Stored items
# # #

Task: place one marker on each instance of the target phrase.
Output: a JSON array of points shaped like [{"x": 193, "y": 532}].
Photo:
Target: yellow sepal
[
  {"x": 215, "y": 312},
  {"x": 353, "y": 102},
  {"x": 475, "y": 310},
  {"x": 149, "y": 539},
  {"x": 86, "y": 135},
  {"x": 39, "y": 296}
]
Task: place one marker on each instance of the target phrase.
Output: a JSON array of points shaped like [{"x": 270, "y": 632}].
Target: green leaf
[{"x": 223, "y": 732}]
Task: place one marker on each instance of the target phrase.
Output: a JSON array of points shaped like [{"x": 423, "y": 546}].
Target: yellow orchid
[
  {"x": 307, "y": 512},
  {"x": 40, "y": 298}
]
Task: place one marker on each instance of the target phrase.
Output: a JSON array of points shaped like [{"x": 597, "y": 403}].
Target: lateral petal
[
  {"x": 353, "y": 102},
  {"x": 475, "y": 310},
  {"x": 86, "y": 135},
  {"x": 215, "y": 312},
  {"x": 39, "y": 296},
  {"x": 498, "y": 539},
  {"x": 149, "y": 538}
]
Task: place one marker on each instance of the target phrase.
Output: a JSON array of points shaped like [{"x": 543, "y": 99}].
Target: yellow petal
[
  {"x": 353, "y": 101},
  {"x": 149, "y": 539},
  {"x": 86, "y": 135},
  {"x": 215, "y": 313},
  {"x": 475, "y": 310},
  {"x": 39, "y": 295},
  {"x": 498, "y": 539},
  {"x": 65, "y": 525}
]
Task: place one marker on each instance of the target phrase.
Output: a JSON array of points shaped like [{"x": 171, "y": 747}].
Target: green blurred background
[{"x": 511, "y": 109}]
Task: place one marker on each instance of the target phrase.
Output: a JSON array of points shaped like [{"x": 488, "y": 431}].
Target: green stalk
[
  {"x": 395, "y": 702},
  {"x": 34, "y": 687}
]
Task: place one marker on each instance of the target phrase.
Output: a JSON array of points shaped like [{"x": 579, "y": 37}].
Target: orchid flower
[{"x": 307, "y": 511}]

# # #

• [REQUIRED WORK]
Please reproduce all of the entries above exactly as they appear.

• [ANSWER BOX]
Task: place one marker on each instance of the target phrase.
Output: a JSON array of points shaped like [{"x": 193, "y": 532}].
Photo:
Target: yellow sepal
[
  {"x": 215, "y": 312},
  {"x": 353, "y": 102},
  {"x": 475, "y": 310},
  {"x": 149, "y": 539},
  {"x": 86, "y": 135},
  {"x": 39, "y": 296}
]
Task: place one marker on each instance of the target phrase.
Output: a JSON array of points shaped like [{"x": 270, "y": 632}].
Target: green leaf
[{"x": 223, "y": 732}]
Task: place one marker on each instance of the target phrase.
Output: a JSON array of points shaped like [{"x": 423, "y": 546}].
Target: yellow orchid
[
  {"x": 307, "y": 512},
  {"x": 40, "y": 298}
]
Task: place one marker on each instance of the target phrase.
Output: a JSON array of points shaped like [{"x": 597, "y": 403}].
Target: lateral petal
[
  {"x": 353, "y": 102},
  {"x": 475, "y": 310},
  {"x": 86, "y": 135},
  {"x": 215, "y": 312},
  {"x": 39, "y": 296},
  {"x": 498, "y": 539},
  {"x": 149, "y": 538}
]
Task: place one marker on each instance of the target phrase.
Output: a JSON array of points shaped like [{"x": 543, "y": 99}].
Target: yellow petal
[
  {"x": 353, "y": 101},
  {"x": 149, "y": 539},
  {"x": 86, "y": 135},
  {"x": 215, "y": 313},
  {"x": 475, "y": 310},
  {"x": 39, "y": 295},
  {"x": 498, "y": 539},
  {"x": 65, "y": 525}
]
Task: place one marker on each instance of the target phrase.
Output: a JSON array of points shaped like [{"x": 171, "y": 747}].
Target: green blurred background
[{"x": 511, "y": 109}]
Task: place one marker on each instance of the target phrase.
Output: a JSON array of points shaped like [{"x": 488, "y": 431}].
Target: green stalk
[
  {"x": 395, "y": 702},
  {"x": 34, "y": 687}
]
Task: place one marker on each instance of the target phrase.
Output: a JSON array of points shaped like [{"x": 579, "y": 37}].
Target: orchid flower
[{"x": 307, "y": 511}]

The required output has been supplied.